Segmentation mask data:
◆ ◆ ◆

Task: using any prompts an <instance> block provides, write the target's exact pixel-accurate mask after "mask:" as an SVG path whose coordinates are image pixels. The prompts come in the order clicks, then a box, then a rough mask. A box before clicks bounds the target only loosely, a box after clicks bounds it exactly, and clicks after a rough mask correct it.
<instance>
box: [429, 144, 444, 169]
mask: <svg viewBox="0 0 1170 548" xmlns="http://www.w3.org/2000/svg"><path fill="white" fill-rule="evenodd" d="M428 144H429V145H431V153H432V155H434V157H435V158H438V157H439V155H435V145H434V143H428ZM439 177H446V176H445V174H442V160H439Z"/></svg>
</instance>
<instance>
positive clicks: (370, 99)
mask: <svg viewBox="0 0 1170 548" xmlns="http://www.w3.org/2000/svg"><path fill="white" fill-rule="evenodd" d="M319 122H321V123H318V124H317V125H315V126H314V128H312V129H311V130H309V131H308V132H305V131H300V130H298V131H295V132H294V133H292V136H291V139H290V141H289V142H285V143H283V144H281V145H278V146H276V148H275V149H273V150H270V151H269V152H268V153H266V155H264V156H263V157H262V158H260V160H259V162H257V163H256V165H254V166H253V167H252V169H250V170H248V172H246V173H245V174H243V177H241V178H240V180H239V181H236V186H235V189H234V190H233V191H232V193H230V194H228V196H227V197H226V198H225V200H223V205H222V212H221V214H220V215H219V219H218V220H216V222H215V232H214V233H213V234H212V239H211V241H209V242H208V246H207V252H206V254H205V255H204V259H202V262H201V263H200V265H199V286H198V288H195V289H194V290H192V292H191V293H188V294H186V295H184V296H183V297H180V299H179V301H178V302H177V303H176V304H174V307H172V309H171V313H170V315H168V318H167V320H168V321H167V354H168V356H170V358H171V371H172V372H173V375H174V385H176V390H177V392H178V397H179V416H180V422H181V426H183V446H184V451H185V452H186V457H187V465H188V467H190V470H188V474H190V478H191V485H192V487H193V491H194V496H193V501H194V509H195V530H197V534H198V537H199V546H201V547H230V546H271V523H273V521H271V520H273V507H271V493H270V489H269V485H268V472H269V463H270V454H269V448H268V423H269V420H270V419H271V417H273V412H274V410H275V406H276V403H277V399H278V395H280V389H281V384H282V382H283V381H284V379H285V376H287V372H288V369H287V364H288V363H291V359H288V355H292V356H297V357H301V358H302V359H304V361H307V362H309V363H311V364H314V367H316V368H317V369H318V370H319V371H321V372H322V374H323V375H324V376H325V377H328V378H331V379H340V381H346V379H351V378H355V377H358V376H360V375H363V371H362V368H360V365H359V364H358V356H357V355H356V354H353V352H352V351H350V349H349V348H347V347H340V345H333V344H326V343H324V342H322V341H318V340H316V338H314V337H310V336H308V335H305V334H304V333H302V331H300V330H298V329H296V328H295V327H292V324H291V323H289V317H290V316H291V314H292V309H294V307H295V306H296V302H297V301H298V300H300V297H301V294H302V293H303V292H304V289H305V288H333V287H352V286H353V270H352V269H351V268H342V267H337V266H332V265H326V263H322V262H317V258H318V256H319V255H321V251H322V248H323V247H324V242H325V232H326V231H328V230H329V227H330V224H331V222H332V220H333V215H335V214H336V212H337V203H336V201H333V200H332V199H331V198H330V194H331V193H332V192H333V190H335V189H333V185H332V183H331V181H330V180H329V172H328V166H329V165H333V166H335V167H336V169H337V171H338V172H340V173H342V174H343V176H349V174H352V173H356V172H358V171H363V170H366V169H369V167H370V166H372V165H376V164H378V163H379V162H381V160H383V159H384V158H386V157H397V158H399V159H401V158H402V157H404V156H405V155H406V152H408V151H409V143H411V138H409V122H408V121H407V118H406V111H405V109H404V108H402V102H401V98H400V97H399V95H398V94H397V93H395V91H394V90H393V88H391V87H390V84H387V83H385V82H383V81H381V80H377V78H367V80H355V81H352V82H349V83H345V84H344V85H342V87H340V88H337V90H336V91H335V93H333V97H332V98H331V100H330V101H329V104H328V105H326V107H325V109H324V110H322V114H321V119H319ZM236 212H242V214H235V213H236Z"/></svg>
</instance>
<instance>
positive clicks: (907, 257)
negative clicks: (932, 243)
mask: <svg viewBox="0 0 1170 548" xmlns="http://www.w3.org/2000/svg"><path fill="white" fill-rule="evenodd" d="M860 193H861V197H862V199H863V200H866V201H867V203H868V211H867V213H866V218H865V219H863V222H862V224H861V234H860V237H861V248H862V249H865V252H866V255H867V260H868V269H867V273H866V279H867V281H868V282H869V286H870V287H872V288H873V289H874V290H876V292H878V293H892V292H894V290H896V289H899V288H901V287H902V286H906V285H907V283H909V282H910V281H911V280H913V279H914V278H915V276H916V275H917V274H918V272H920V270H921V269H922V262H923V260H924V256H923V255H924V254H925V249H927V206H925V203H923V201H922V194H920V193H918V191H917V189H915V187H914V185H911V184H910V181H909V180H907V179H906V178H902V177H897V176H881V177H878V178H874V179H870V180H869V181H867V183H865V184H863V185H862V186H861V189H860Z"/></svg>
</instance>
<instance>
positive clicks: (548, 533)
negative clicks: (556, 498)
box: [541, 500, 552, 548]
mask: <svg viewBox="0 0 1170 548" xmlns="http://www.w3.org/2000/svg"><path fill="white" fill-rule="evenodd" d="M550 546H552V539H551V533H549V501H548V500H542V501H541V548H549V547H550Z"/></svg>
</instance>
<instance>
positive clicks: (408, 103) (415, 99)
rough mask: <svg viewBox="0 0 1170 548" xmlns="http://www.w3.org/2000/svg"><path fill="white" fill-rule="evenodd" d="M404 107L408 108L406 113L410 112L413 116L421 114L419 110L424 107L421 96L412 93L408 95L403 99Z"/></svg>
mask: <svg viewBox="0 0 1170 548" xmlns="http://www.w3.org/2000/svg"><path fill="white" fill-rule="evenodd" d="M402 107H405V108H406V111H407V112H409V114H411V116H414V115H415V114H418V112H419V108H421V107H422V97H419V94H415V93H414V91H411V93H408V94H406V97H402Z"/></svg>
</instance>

◆ ◆ ◆

Rewrite the lines of the records from the start through the line containing "box: [429, 144, 444, 169]", inclusive, as a JSON list of strings with one string per line and blank lines omitted.

Reply to the exercise -
[
  "Task: using any prompts an <instance> block provides, write the target's exact pixel-accurate mask after \"mask:\" as an SVG path whose coordinates are image pixels. The prompts come in the order clicks, then a box, then a rough mask. A box before clicks bounds the target only loosely, a box after clicks bounds it exactly, and clicks after a rough mask correct it.",
  "<instance>",
  "box: [429, 144, 444, 169]"
]